[Source records]

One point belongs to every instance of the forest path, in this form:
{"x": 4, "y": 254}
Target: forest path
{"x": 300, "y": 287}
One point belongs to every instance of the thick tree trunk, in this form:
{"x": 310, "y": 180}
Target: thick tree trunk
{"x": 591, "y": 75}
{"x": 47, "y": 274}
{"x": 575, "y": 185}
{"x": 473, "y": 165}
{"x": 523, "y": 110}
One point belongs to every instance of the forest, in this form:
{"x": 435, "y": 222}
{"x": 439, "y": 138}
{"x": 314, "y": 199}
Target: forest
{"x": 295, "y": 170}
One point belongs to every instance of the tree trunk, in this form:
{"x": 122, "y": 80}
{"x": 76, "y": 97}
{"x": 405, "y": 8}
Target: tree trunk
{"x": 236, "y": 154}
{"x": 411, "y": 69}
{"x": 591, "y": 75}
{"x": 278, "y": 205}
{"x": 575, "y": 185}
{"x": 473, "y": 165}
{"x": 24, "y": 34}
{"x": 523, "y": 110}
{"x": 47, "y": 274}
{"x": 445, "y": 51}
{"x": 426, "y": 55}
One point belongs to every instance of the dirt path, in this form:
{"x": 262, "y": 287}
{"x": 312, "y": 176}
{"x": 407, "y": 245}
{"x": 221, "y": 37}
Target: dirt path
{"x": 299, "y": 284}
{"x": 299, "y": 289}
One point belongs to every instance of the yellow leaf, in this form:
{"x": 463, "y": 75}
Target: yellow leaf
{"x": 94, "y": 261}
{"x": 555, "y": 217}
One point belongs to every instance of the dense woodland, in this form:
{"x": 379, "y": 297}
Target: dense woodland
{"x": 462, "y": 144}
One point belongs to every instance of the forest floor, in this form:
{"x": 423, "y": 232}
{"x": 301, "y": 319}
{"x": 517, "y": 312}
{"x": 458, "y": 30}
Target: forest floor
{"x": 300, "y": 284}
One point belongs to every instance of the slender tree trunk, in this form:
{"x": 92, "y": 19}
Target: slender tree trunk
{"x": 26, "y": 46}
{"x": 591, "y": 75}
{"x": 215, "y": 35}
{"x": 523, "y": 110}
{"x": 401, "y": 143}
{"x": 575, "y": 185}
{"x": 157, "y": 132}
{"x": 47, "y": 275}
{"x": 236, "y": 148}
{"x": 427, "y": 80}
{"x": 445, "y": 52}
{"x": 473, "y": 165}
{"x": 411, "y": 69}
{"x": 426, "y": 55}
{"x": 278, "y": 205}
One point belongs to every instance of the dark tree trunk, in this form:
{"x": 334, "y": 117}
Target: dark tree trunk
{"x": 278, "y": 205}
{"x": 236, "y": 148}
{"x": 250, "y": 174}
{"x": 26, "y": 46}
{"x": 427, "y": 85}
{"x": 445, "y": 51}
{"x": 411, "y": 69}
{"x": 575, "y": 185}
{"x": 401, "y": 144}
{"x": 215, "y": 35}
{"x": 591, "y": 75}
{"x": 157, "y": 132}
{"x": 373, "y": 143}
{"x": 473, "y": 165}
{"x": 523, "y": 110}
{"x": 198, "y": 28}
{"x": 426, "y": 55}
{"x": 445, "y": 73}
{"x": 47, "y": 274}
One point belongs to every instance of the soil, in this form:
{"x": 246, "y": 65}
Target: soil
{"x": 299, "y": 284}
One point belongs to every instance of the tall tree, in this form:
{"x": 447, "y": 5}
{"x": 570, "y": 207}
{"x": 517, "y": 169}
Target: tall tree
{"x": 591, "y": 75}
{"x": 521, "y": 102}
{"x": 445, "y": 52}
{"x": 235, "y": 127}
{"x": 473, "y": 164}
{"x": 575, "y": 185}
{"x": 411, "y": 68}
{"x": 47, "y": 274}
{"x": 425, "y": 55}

==

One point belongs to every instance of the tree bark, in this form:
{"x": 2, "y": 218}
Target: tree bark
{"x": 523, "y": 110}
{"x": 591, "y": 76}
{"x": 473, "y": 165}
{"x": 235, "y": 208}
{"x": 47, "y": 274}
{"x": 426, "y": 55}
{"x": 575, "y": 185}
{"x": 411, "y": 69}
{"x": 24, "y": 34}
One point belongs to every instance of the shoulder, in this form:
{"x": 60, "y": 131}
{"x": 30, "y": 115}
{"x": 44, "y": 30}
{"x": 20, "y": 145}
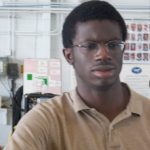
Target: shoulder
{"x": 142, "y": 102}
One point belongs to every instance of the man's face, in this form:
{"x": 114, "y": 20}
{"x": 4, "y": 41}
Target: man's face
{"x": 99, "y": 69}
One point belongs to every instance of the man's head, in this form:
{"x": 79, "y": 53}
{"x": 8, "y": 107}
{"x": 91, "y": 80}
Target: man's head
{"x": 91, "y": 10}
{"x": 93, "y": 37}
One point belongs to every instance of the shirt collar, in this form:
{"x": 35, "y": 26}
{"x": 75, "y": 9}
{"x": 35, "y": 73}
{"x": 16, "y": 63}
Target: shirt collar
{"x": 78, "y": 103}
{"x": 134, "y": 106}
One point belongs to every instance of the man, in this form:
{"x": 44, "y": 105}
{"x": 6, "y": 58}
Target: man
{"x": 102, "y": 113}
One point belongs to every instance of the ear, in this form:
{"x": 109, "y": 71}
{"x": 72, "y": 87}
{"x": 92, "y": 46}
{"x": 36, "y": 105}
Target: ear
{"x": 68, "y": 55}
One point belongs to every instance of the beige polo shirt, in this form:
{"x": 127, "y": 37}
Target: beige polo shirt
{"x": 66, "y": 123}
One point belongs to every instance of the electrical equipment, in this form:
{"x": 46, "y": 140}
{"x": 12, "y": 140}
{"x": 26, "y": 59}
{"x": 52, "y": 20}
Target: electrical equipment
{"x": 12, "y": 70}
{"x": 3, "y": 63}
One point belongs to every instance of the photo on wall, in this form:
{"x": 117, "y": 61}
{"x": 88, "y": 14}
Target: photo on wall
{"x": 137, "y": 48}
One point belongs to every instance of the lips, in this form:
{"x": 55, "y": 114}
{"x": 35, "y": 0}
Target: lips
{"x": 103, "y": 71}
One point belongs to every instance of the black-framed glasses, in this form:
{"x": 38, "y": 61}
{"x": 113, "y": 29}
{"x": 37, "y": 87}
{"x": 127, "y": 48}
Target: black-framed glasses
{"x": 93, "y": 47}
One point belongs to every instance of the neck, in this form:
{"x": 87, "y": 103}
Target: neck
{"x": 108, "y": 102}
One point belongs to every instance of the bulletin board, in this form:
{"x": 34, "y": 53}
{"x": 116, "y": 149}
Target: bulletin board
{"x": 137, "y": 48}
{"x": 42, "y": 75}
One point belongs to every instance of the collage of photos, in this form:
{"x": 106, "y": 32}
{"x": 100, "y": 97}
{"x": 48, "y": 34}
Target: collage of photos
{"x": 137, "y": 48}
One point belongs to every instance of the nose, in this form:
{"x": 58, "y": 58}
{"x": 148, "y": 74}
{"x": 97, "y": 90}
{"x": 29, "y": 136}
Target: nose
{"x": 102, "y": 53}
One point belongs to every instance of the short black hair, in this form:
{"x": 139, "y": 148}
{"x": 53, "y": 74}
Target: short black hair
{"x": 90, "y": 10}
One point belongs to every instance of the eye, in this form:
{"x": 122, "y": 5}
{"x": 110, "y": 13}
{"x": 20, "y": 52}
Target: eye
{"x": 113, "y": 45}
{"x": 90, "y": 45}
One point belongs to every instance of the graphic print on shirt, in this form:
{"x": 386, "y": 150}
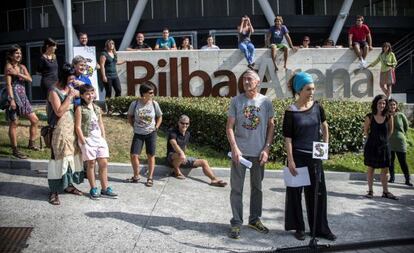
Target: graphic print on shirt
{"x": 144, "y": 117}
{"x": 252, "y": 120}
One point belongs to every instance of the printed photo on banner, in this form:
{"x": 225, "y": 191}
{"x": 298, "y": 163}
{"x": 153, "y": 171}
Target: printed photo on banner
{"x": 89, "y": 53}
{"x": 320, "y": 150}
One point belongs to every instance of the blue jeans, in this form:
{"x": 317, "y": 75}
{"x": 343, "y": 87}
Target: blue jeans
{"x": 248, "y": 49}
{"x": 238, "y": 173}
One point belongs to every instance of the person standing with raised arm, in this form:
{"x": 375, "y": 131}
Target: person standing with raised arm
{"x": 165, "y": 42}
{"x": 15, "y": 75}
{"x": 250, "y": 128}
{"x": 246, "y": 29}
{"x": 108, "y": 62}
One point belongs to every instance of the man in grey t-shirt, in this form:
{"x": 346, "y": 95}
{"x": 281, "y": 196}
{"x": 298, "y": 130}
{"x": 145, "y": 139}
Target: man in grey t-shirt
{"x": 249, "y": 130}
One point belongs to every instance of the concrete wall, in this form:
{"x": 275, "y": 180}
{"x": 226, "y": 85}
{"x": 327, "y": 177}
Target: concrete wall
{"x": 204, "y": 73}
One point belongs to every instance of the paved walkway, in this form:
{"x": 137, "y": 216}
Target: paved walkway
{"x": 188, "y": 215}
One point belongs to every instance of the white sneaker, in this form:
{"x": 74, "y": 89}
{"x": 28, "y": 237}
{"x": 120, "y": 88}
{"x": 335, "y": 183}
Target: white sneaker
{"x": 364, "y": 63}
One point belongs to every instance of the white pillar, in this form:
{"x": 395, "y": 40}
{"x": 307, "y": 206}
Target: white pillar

* * *

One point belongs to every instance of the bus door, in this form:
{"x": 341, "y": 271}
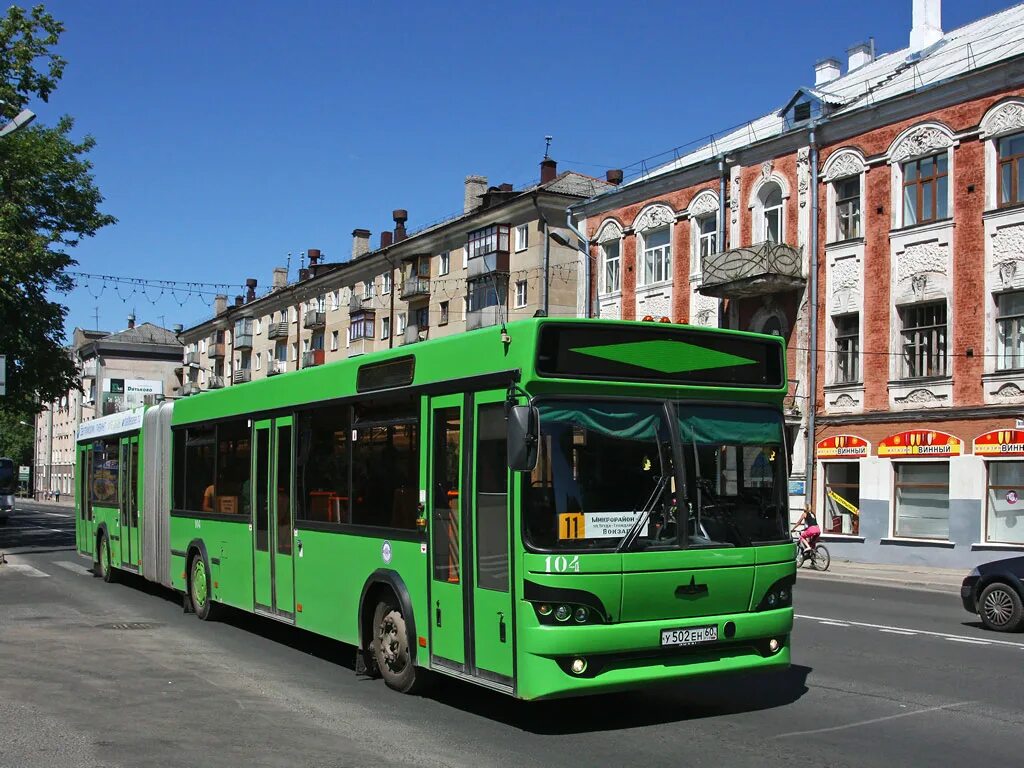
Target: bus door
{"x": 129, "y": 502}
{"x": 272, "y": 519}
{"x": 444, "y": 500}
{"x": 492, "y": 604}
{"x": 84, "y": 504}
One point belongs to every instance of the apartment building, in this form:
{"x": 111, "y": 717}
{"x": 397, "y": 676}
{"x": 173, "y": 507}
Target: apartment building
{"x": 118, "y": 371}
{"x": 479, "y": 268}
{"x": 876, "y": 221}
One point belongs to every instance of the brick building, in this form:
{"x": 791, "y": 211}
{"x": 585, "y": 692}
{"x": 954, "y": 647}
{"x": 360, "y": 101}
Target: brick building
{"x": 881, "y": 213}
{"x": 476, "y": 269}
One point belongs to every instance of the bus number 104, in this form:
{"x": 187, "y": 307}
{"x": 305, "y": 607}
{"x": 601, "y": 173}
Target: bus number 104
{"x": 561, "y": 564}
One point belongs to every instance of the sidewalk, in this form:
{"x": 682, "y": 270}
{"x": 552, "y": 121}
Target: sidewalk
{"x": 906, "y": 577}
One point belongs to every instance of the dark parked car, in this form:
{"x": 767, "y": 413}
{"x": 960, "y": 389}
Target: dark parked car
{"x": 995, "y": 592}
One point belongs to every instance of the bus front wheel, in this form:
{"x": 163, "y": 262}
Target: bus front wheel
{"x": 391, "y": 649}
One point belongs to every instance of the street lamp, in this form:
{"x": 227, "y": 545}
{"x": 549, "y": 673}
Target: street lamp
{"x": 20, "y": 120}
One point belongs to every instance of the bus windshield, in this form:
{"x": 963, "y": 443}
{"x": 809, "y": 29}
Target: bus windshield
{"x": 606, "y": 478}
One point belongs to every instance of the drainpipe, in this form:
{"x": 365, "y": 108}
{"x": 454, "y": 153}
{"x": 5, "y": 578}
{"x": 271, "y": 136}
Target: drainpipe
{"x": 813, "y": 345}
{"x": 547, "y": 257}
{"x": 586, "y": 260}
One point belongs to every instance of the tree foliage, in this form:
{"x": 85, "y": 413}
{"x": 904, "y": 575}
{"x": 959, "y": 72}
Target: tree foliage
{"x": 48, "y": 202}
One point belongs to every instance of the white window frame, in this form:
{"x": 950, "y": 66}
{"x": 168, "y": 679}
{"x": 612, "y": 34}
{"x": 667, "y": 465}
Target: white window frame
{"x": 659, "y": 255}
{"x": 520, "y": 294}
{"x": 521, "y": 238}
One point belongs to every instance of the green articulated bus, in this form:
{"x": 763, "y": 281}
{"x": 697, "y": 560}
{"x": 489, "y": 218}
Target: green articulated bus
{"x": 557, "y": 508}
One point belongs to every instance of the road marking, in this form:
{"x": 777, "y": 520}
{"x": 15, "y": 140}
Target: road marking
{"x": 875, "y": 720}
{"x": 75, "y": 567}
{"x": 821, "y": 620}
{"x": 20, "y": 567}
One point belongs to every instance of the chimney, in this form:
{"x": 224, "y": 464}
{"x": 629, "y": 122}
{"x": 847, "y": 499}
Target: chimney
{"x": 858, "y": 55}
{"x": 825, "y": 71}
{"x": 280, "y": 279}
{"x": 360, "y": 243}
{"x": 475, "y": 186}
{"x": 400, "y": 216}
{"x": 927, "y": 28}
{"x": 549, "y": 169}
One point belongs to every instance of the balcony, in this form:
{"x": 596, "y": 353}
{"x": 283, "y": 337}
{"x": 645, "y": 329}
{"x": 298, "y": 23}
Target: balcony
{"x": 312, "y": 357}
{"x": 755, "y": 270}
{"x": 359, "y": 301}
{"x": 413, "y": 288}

» PROBLEM TO SOLVE:
List the lines of the records where "pillar" occurs.

» REPLY TO THE EXERCISE:
One point belongs to every instance of the white pillar, in this form:
Target: white pillar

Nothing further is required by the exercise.